PROVIDED INFORMATION:
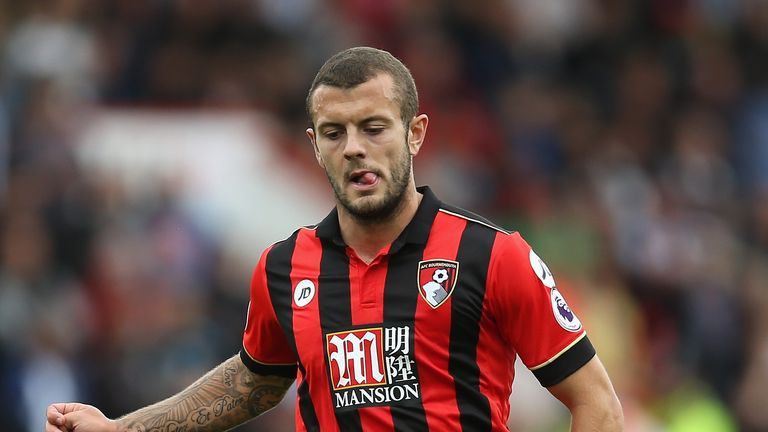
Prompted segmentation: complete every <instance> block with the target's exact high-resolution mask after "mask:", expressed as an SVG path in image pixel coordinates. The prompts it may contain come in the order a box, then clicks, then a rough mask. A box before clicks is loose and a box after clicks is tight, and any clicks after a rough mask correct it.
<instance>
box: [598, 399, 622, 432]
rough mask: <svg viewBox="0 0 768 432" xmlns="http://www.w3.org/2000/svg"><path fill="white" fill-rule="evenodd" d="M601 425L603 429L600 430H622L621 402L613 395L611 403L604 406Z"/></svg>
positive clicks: (600, 429) (621, 407) (611, 400)
mask: <svg viewBox="0 0 768 432" xmlns="http://www.w3.org/2000/svg"><path fill="white" fill-rule="evenodd" d="M603 424H604V425H605V429H602V428H601V429H600V430H608V431H623V430H624V409H623V408H622V407H621V402H620V401H619V398H618V397H617V396H616V395H615V394H613V397H612V398H611V401H610V402H609V403H608V404H607V406H606V409H605V416H604V421H603Z"/></svg>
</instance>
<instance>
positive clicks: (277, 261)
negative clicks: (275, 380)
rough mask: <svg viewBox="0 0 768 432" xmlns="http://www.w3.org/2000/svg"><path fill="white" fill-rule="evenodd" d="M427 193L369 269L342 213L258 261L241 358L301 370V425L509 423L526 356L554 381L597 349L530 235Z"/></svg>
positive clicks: (279, 374)
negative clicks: (416, 210)
mask: <svg viewBox="0 0 768 432" xmlns="http://www.w3.org/2000/svg"><path fill="white" fill-rule="evenodd" d="M419 191H420V192H421V193H422V194H423V199H422V201H421V203H420V205H419V209H418V210H417V212H416V215H415V216H414V218H413V219H412V220H411V222H410V223H409V224H408V226H407V227H406V228H405V230H404V231H403V232H402V233H401V235H400V236H399V237H398V238H397V239H396V240H395V241H394V242H392V244H391V245H389V247H387V248H385V249H384V250H382V251H381V253H379V255H378V256H377V257H376V258H375V259H374V260H373V261H372V262H371V263H370V264H366V263H365V262H363V261H362V260H360V259H359V258H358V257H357V255H356V254H355V253H354V251H353V250H352V249H351V248H349V247H348V246H347V245H345V244H344V242H343V240H342V238H341V231H340V229H339V223H338V215H337V213H336V211H335V210H334V211H332V212H331V213H330V214H329V215H328V217H326V218H325V219H324V220H323V221H322V222H321V223H320V224H318V225H317V226H315V227H311V228H301V229H299V230H297V231H296V232H294V233H293V235H292V236H291V237H290V238H288V239H286V240H284V241H281V242H278V243H276V244H274V245H272V246H271V247H269V248H268V249H267V250H266V251H265V252H264V254H263V255H262V257H261V259H260V261H259V263H258V265H257V266H256V269H255V271H254V275H253V280H252V284H251V302H250V305H249V308H248V320H247V325H246V329H245V334H244V337H243V350H242V351H241V358H242V360H243V362H244V363H245V364H246V365H247V366H248V367H249V369H251V370H252V371H253V372H255V373H259V374H272V375H283V376H290V377H292V376H296V378H297V403H296V424H297V429H298V430H307V431H319V430H322V431H324V432H325V431H345V432H346V431H362V430H365V431H448V430H451V431H453V430H463V431H472V432H477V431H504V430H507V428H506V420H507V416H508V414H509V395H510V392H511V389H512V381H513V379H514V362H515V358H516V356H519V357H520V358H521V360H522V361H523V362H524V364H525V365H526V366H528V367H529V368H530V369H531V370H532V371H533V373H534V375H535V376H536V377H537V378H538V379H539V381H540V382H541V384H542V385H543V386H550V385H553V384H556V383H558V382H560V381H561V380H563V379H564V378H565V377H567V376H568V375H570V374H571V373H573V372H575V371H576V370H578V369H579V368H580V367H581V366H583V365H584V364H585V363H586V362H587V361H589V359H591V358H592V356H593V355H594V354H595V351H594V349H593V348H592V345H591V344H590V342H589V340H588V339H587V337H586V335H585V333H584V330H583V328H582V325H581V323H580V322H579V320H578V318H576V316H575V315H574V314H573V312H572V311H571V310H570V309H569V308H568V305H567V304H566V303H565V300H564V299H563V296H562V295H561V294H560V292H559V291H558V290H557V287H556V285H555V282H554V278H553V276H552V274H551V272H550V271H549V269H548V268H547V266H546V265H545V264H544V263H543V262H542V261H541V259H540V258H539V257H538V256H537V255H536V254H535V253H534V252H533V251H532V250H531V247H530V246H529V245H528V244H527V243H526V242H525V241H524V240H523V239H522V238H521V236H520V235H519V234H517V233H509V232H506V231H504V230H502V229H500V228H498V227H496V226H495V225H493V224H491V223H490V222H488V221H486V220H485V219H483V218H481V217H479V216H476V215H473V214H471V213H469V212H467V211H464V210H462V209H458V208H454V207H450V206H448V205H446V204H444V203H442V202H440V201H439V200H438V199H437V198H436V197H435V195H434V194H433V193H432V192H431V191H430V190H429V188H426V187H424V188H419Z"/></svg>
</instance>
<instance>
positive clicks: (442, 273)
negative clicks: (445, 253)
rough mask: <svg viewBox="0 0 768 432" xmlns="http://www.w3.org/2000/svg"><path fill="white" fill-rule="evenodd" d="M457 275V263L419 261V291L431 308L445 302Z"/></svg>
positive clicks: (435, 259)
mask: <svg viewBox="0 0 768 432" xmlns="http://www.w3.org/2000/svg"><path fill="white" fill-rule="evenodd" d="M458 276H459V263H458V262H456V261H450V260H440V259H435V260H427V261H421V262H419V275H418V278H419V292H420V293H421V296H422V297H424V300H426V301H427V303H429V305H430V306H432V308H433V309H434V308H437V307H438V306H440V305H441V304H443V303H445V301H446V300H447V299H448V297H450V296H451V293H453V288H454V287H455V286H456V280H457V279H458Z"/></svg>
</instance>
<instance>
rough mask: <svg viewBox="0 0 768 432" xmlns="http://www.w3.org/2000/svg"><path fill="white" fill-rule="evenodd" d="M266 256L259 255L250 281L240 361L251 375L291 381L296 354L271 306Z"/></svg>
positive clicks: (294, 369)
mask: <svg viewBox="0 0 768 432" xmlns="http://www.w3.org/2000/svg"><path fill="white" fill-rule="evenodd" d="M268 254H269V249H268V250H267V251H265V252H264V254H262V256H261V259H260V260H259V263H258V264H257V266H256V268H255V269H254V271H253V277H252V278H251V300H250V302H249V304H248V316H247V318H246V324H245V332H244V334H243V349H242V350H241V351H240V358H241V359H242V361H243V363H244V364H245V365H246V367H248V369H250V370H251V372H254V373H257V374H260V375H278V376H284V377H289V378H291V377H295V376H296V368H297V365H296V354H295V353H294V351H293V349H291V347H290V345H289V344H288V342H287V340H286V337H285V333H284V332H283V329H282V327H281V326H280V323H279V322H278V320H277V316H276V314H275V311H274V309H273V306H272V301H271V297H270V292H269V286H268V284H267V276H266V268H265V266H266V257H267V256H268Z"/></svg>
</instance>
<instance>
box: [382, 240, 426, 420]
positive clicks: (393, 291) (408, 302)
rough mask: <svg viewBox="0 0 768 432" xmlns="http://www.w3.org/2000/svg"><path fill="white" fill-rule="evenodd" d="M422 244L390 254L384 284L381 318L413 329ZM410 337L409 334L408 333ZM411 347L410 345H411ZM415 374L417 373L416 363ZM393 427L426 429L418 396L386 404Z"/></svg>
mask: <svg viewBox="0 0 768 432" xmlns="http://www.w3.org/2000/svg"><path fill="white" fill-rule="evenodd" d="M425 246H426V245H425V244H421V245H416V244H413V245H408V246H406V247H405V248H403V249H401V250H400V252H399V253H396V254H394V255H392V256H391V257H390V261H389V267H388V270H387V280H386V283H385V286H384V322H385V323H386V322H397V323H398V324H399V323H403V324H407V325H408V326H409V327H410V328H411V332H414V331H415V329H416V327H415V325H414V321H415V317H416V305H417V302H418V300H419V290H418V287H417V279H416V277H417V276H416V275H417V272H416V267H415V266H414V265H415V263H418V262H419V261H421V260H422V259H423V256H424V247H425ZM411 337H413V335H411ZM411 349H413V347H411ZM413 367H414V368H416V371H415V375H416V376H417V377H418V368H417V366H416V364H414V365H413ZM390 411H391V413H392V421H393V423H394V425H395V430H396V431H428V430H429V428H428V426H427V415H426V413H425V412H424V405H422V402H421V399H411V400H409V401H403V402H400V403H398V404H397V405H392V406H391V408H390Z"/></svg>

TASK GOAL:
Return each line from the rows above that contains the string "clicks".

EXERCISE RESPONSE:
Prompted segmentation: complete every <instance> block with the target's exact high-resolution mask after "mask:", expressed as an SVG path in image pixel coordinates. The prompts it may contain come in the order a box, then clicks, then a rough mask. A box before clicks is loose and a box after clicks is tight, and any clicks after a rough mask correct it.
positive clicks: (600, 429) (621, 407) (611, 400)
positive clicks: (277, 261)
negative clicks: (275, 380)
positive clicks: (279, 374)
negative clicks: (416, 210)
positive clicks: (442, 273)
negative clicks: (445, 253)
positive clicks: (435, 259)
positive clicks: (294, 369)
positive clicks: (393, 291) (408, 302)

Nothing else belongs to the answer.